▸ **Requirements**
Pick up the account below of how Pérez Soto was cast in the film Sugar, and keep it going from its last sentence.

But there was one problem: After moviemakers Anna Boden and Ryan Fleck called to tell Pérez Soto he'd won the starring role in their new movie Sugar, they didn't think he wanted it. Boden and Fleck had sat through 600 auditions for the lead role of Miguel "Sugar" Santos, a Dominican pitcher trying to lift his family out of the depths of poverty with his knuckle curve. They'd watched -- amazed and saddened -- as they handed out the script to some of the young Dominicans auditioning, only to learn that they couldn't read, not even in their native language. And of those who could, some spouted out the stage directions and character names along with the dialogue, not knowing how a script should be read. And after all of the hours of auditioning, all those clamoring for the part, they'd picked the one who didn't seem to want it?

"I really wasn't interested," Pérez Soto said of when his older brother, Ángel, mentioned a movie audition. At 23, he had long since abandoned his dream of playing baseball as a career, but not as a hobby. That's why Pérez Soto shirked the audition Ángel had arranged, opting to be "a good Dominican," he says, by playing a pick-up baseball game scheduled for the same time instead. But by dint of fate or a small island -- take your pick -- Boden and Fleck's casting call was across the street from Pérez Soto's game. Boden and Fleck, who were looking anywhere and everywhere for their Miguel, simply shifted their audition to the field and stumbled across their no-show. Ángel scolded his brother for failing to show up, and the shamed Pérez Soto approached the moviemakers, who asked if he wanted to be an actor. "Yeah, of course," he told them. "But I just said that because I thought that was exactly what they wanted to hear," he says now, "but I really wasn't interested in being an actor because being an actor was something out of my world."

▸ **Source data**

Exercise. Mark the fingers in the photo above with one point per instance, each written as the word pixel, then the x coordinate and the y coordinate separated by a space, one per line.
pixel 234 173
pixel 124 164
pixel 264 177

▸ **Answer for the task**
Impressed with his expressive eyes and ballplayer's body, they handed him a scene and asked him to return the next day. That night Pérez Soto studied the scene, one in which Miguel asks a Puerto Rican carpenter who has come to his aid who his favorite baseball player is.

"Jose Canseco," his sister, Omayra, read from the script (playing the part of the carpenter).

"Is that the best you can do?" Pérez Soto recited from the page.

But as he read through the lines, soon it wasn't just Miguel asking that question of the carpenter, it was Pérez Soto asking that of himself. By the end of the night, he'd committed not just his lines to memory, but himself to the project. "I went to the audition with another mind," he says. "I was already getting involved in this. In that moment, I wanted to be in this."

When he arrived the next day for his second audition, Boden and Fleck -- who earned critical acclaim for their debut film, Half Nelson, and an Oscar nomination for star Ryan Gosling -- were struck by Pérez Soto's skillful storytelling and quite confidence. "He is so expressive without doing anything at all," Boden says of Pérez Soto, the 452nd person to audition. "He just didn't seem like he was trying to impress us with anything," Fleck adds.

Convinced that they'd found their Miguel, Boden called Pérez Soto to tell him what she thought was the good news. What she heard on the other end of the phone, however, was a quiet, seemingly disinterested acceptance. "I was excited, but I was skeptical," Pérez Soto says. "I don't want to get so excited so that they could call me back and say, 'Oh, sorry, we found another guy. Sorry about that.' "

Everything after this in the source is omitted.